Trecho do texto =>

****************************************

Manet, não escapou a tentação da exploração dos meios litográficos, trabalhou em papel transporte, experimentando várias técnicas no modo de trabalhar na pedra. Corot, Fantin-Latour, Degas, Whistler, assim como vários dos mais importantes representantes do Impressionismo, fizeram suas incursões no processo litográfico. Pissaro levou para a pedra suas paisagens e cenas campestres. Renoir acrescentou a sua obra gravada cerca de meia centena de peças litográficas de indiscutível poesia e qualidade gráfica. Cezanne também não resistiu a tentação da utilização da litografia. "As banhistas" são um belo testemunho




Odilon Redon, contemporâneo dos Impressionistas, segue a sua própria lógica. Suas gravuras são ricas com uma visão muito pessoal de um universo de sonho. Ele mesmo declarou, "...deixo livre a minha imaginação no sentido de utilizar tudo o que a litografia pode me oferecer. Cada uma das muitas peças é o resultado de uma procura apaixonada do máximo que pode ser extraído da conjugação do uso do lápis, papel e pedra".
Eugene Carriére por volta de 1890 começa uma série de litos monocromáticas, de retratos e estudos, todas modalidades de um modo muito especial com claros-escuros de raro requinte gráfico.
Muito embora os meios técnicos de produzir litografias em cor já tivessem sido experimentados e demonstrados por Senefelder, as experiências nesta direção não renderam muito.

****************************************

Registros selecionados =>
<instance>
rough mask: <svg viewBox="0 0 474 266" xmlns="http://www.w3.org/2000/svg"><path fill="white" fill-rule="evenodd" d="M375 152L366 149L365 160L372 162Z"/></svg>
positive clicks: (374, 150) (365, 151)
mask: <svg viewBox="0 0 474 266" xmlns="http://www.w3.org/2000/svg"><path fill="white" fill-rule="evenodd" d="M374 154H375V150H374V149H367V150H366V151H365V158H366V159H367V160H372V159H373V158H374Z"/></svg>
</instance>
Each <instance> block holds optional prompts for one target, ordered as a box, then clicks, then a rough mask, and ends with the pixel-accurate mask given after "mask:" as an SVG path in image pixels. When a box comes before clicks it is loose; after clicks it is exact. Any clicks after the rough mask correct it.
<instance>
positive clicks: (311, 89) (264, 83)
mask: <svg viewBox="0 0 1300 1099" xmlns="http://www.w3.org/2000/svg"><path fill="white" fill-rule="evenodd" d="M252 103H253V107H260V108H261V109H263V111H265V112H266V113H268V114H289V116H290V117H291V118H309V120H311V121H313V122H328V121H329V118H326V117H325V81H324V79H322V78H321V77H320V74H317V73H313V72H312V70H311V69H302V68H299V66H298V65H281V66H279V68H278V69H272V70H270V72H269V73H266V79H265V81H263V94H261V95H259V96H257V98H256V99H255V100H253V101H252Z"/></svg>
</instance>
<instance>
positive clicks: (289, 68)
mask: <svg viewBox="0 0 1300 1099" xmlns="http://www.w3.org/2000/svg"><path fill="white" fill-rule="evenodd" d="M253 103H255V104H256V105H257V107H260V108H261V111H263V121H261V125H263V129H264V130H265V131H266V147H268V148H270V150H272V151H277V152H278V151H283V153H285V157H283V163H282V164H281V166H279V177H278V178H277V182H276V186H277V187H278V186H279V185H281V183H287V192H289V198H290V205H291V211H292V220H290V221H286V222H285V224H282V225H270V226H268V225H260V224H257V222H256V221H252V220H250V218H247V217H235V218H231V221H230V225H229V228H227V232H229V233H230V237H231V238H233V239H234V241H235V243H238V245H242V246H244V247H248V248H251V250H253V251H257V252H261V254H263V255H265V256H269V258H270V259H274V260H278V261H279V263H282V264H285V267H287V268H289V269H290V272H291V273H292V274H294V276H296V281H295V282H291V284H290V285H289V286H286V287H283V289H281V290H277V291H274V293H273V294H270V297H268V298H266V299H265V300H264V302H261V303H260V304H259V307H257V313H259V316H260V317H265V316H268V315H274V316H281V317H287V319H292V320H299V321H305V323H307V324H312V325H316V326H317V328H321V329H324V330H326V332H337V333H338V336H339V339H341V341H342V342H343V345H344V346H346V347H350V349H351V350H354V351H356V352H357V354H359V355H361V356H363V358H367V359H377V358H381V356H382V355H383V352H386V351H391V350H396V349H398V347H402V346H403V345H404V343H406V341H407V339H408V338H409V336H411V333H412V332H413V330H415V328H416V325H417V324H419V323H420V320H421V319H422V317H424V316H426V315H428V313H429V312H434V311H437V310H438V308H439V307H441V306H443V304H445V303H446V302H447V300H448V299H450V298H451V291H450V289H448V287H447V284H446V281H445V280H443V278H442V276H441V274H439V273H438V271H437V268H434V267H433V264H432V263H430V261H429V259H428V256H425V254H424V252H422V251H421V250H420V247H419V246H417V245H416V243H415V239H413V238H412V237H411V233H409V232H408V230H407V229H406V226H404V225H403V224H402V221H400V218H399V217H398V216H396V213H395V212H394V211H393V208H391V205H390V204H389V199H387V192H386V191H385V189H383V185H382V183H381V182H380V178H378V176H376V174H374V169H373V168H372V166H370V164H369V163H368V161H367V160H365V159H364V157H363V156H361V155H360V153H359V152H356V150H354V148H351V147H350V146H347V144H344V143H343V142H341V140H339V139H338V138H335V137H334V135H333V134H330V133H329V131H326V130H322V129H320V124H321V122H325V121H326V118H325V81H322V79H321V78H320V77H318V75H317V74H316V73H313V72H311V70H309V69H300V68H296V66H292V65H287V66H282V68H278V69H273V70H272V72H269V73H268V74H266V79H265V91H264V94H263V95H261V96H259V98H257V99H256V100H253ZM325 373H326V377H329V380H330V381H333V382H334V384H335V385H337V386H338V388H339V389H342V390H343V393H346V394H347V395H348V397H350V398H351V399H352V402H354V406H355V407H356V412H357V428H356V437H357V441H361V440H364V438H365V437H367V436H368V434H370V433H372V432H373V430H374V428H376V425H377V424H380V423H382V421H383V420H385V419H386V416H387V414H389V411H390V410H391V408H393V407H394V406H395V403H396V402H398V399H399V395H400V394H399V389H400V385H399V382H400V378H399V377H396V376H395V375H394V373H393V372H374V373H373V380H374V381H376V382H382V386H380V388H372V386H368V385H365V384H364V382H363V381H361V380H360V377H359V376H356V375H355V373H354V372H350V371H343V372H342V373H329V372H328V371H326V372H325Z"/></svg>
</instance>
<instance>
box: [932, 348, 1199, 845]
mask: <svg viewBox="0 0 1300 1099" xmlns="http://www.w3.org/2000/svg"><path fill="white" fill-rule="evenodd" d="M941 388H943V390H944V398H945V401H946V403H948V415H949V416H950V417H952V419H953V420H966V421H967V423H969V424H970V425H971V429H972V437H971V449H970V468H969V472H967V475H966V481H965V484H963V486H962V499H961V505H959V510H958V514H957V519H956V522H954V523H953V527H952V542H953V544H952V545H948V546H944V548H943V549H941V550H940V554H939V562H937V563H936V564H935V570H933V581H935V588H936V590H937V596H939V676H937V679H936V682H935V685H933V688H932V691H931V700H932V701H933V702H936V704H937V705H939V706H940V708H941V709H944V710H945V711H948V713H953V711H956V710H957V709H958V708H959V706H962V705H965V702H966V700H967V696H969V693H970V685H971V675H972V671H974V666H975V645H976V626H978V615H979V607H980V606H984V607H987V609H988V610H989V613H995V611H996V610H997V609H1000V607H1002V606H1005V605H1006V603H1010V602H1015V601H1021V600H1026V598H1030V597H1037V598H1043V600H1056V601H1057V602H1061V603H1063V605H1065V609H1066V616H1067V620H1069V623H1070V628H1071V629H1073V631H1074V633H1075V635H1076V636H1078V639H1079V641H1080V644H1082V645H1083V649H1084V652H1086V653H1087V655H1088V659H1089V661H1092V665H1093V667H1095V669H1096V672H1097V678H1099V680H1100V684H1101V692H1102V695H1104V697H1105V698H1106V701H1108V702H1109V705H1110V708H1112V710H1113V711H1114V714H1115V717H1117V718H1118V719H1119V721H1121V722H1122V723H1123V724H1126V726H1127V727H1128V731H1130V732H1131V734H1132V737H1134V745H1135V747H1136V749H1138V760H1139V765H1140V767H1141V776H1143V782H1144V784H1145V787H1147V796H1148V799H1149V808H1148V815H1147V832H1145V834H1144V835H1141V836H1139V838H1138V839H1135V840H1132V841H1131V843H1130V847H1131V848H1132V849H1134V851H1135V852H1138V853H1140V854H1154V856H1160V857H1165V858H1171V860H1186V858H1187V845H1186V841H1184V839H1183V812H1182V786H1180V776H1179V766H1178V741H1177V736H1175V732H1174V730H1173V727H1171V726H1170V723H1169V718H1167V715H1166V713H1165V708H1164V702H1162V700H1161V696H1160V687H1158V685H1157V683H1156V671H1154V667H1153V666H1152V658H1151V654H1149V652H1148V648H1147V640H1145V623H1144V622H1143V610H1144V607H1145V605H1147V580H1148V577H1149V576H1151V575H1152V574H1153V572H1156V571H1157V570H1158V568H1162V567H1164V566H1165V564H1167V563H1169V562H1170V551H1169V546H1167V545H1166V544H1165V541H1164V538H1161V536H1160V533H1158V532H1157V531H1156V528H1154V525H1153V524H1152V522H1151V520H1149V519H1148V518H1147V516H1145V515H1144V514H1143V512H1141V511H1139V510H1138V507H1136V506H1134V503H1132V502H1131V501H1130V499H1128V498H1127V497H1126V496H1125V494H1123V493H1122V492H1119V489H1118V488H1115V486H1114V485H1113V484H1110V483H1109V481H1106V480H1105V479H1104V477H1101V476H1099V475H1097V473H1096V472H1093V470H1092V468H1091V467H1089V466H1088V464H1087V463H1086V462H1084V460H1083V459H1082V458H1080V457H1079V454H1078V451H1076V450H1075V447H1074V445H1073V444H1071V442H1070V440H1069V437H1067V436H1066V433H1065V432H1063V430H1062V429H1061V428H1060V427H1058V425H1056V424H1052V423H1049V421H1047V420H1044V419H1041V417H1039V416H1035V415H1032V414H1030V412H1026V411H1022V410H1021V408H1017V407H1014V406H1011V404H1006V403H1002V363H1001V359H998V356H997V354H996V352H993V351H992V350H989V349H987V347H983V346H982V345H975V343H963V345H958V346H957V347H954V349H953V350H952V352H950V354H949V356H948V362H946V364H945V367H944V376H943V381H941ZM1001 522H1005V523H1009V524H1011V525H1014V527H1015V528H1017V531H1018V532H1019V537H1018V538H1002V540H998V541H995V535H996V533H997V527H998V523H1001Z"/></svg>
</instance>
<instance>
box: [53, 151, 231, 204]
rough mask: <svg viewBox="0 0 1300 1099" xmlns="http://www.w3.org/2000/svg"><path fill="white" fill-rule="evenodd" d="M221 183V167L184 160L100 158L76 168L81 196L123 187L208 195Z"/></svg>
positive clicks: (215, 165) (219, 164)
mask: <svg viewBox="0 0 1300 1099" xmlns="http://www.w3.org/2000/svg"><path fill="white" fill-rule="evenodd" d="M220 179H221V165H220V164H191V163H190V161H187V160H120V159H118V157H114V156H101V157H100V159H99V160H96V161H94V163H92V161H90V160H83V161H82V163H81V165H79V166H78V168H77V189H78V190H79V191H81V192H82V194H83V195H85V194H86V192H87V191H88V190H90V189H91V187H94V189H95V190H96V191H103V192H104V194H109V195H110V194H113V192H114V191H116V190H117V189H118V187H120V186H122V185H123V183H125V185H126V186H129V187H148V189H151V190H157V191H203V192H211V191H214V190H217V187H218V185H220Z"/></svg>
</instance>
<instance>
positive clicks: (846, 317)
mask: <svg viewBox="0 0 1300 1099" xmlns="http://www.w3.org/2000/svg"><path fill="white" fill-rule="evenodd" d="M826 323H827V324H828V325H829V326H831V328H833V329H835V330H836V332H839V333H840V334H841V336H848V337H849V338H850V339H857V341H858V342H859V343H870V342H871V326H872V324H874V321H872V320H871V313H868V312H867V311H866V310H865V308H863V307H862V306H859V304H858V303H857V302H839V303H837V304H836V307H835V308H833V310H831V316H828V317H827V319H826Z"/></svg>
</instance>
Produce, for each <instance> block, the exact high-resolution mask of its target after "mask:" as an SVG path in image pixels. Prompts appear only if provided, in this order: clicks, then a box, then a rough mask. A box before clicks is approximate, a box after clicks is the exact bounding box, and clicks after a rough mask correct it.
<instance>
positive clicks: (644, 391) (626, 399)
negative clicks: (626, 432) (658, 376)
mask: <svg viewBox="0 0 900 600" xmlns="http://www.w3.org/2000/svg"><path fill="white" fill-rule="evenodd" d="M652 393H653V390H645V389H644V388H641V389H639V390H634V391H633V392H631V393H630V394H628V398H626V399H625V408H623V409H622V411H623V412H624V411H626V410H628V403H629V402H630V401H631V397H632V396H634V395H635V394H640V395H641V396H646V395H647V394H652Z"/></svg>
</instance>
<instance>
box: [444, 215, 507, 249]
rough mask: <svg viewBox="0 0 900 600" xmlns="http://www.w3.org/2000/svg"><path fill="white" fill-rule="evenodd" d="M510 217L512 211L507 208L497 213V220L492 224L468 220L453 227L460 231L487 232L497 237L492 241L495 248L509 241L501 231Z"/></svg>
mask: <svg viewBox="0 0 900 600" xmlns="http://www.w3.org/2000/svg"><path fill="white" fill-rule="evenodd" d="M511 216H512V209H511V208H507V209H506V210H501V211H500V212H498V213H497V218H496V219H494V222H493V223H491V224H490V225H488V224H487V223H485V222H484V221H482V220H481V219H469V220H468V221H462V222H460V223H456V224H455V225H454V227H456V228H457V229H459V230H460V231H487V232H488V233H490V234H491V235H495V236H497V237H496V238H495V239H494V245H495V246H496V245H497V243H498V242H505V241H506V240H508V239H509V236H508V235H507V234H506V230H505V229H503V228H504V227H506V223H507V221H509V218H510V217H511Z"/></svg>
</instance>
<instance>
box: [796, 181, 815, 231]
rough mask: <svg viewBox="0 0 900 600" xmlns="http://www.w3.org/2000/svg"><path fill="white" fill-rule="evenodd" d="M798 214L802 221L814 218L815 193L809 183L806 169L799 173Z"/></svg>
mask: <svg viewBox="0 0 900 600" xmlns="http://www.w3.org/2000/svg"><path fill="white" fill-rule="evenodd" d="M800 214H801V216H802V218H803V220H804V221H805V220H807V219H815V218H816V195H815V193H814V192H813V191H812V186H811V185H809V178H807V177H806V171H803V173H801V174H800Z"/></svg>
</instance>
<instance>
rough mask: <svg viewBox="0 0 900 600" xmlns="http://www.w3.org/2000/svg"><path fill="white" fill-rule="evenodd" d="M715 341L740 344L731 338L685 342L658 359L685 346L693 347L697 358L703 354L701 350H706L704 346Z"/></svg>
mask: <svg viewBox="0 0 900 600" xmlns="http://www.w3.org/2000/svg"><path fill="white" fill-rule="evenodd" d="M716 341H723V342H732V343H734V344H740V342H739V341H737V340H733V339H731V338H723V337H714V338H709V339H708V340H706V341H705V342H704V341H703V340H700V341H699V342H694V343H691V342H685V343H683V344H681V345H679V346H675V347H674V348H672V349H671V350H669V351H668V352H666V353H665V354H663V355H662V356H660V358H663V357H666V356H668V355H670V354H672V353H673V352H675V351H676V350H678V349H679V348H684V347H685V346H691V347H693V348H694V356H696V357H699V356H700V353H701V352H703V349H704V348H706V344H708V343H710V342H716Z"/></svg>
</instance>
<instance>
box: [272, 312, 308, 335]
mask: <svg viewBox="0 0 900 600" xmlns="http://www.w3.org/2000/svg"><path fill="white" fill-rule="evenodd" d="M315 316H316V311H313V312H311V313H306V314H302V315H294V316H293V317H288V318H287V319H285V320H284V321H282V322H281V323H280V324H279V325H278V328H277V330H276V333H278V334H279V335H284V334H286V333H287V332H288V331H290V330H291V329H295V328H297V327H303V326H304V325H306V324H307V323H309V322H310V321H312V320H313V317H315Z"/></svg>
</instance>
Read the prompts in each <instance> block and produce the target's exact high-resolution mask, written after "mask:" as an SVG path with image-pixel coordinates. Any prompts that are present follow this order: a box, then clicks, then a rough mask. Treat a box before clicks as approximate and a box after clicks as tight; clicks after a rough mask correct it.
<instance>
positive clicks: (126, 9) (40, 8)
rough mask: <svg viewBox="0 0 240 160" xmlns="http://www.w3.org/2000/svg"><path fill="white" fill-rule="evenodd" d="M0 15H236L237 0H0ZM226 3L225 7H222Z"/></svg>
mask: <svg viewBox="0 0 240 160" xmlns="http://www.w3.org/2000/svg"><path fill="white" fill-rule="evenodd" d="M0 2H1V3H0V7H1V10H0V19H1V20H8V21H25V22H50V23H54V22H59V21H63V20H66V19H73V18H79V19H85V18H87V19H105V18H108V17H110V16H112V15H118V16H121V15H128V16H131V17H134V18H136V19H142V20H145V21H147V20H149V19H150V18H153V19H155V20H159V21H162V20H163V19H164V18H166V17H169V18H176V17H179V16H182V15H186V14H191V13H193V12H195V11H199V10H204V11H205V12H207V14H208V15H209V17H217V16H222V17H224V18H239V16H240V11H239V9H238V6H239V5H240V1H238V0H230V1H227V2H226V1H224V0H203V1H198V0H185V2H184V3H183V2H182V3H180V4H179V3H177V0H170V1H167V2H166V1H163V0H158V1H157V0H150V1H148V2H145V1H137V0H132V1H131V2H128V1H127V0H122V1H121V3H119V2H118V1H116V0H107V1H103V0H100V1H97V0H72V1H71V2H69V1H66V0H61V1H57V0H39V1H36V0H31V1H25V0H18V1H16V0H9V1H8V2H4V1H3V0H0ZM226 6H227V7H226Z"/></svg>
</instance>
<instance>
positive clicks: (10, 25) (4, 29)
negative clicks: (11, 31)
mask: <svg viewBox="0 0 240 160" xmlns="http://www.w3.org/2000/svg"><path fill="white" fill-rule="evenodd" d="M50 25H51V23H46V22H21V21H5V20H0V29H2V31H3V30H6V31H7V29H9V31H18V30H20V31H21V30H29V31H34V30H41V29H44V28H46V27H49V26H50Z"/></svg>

****************************************

Instruções de trabalho =>
- 1) Liste todos os artistas citados no parágrafo do texto sobre litografia que começa com "Manet, não escapou".
- 2) Transcreva as linhas dos registros começando pela primeira delas e parando depois da linha que contém "positive clicks: (374, 150) (365, 151)", incluída esta.
O texto e os registros são materiais independentes entre si.

Respostas por tarefa =>
- 1) Manet, Corot, Fantin-Latour, Degas, Whistler, Pissaro, Renoir, Cezanne

- 2)
<instance>
rough mask: <svg viewBox="0 0 474 266" xmlns="http://www.w3.org/2000/svg"><path fill="white" fill-rule="evenodd" d="M375 152L366 149L365 160L372 162Z"/></svg>
positive clicks: (374, 150) (365, 151)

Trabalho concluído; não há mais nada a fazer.